Questions:
1 - Answer these questions from the column on the Conservative campaign, one answer per line, marked (a), (b) and (c).
(a) Whose voice does the writer single out?
(b) Which two issues did the Conservatives insist on?
(c) What does the writer call the Achilles heel of the Conservative party?
2 - In one to three sentences, explain why the column on the Conservative campaign treats William Hague's voice as a real problem.
3 - Extend the column on the Conservative campaign, starting after its last sentence.

Extract to read:
I'm embarrassed to be a Tory
To me, as someone on the political right, the election campaign has felt oddly unreal, like a bad dream. As in a nightmare, there has been a certain perverse logic, but there have been bizarre incidents, and a persistent feeling of disorientation, as if people were talking about the wrong things, avoiding things, and offering explanations that don't quite make sense.
I'm talking about the Conservative campaign, though the same has been true of Labour's. It is not the prospect of a Conservative defeat that has seemed so nightmarish. It is the spectacle the party has been making of itself.
Some of what's wrong has been style. Unfortunately, style is more important than substance in electioneering, and that makes it more damaging, not less. There's the most obvious question of William Hague's voice. A voice ought not to matter so much, but it does, as anyone in telesales will tell you; politicians with any political nous should have recognised that long ago, and done something about it. To be so naive about public relations is in itself a sign of unfitness for office in this age of vulgar spin.
For all his eloquence, intelligence and courage, Hague's weirdly unreal inflection makes him sound as though he doesn't take anything seriously; from there it's only a single flat vowel to seeming not to care about anything. And being thought not to care is the Achilles heel of the Conservative party.
Even a man with the voice, looks and hair of Jude Law himself, however, could not have seduced the public out of their contempt for the Conservatives' insistence on asylum and the euro. That was a serious, perverse, embarrassing error. All senior Conservatives ought to accept responsibility for it, instead of preparing to duck it. They were warned against it, repeatedly. But they persisted, and they have made supporters like me look like xenophobic, bigoted, ignorant Little Englanders, and maybe even like racists too.
The arguments don't matter, good or bad. What anyone actually said doesn't matter. It was the emphasis, the deliberate choice of emphasis, that did the damage.

The data:
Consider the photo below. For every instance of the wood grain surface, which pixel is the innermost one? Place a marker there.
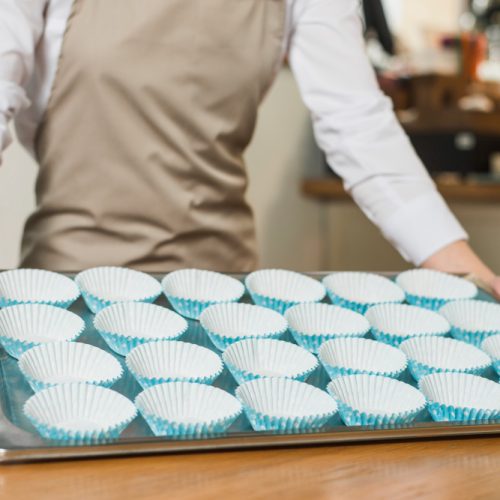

Answers to the tasks:
1 -
(a) William Hague's.
(b) Asylum and the euro.
(c) Being thought not to care.

2 - His weirdly unreal inflection makes him sound as though he doesn't take anything seriously, and from there it is a short step to seeming not to care about anything. Being thought not to care is the Achilles heel of the Conservative party. Style also counts for more than substance in electioneering, so this makes the damage greater.

3 -
It was made much worse by the related lack of emphasis on what people most care about, and what it's been made to seem (quite wrongly) that Conservatives don't care about - schools, hospitals and social services. Why not put the record straight about the mythical Tory "cuts" of the past? Why not go in, all guns blazing, to attack Labour's lamentable record?
Instead, our attention was arrested by the bizarre story of the MP Oliver Letwin hiding away in the valleys of West Dorset, after a leak about tax cuts, hunted down by journalists, all too reminiscently of Keith Vaz. The Tories should have let him come out and say something openly, unashamedly about their views on tax. But they were, apparently, too timid to be truthful.
They don't appear to have a clear, coherent, radical Conservative policy on tax and benefits reform. And they don't appear to know, any more than Labour, how they will finance bigger spending on public services. So there were embarrassed disclaimers instead, and Labour was unnecessarily handed one of the best anti-Tory chants of its campaign - "pounds 20bn of cuts".
Meanwhile, there was that oddly unsophisticated, histrionic party political broadcast about roving rapists and feral schoolchildren. The message was ill-judged; the medium was laughable.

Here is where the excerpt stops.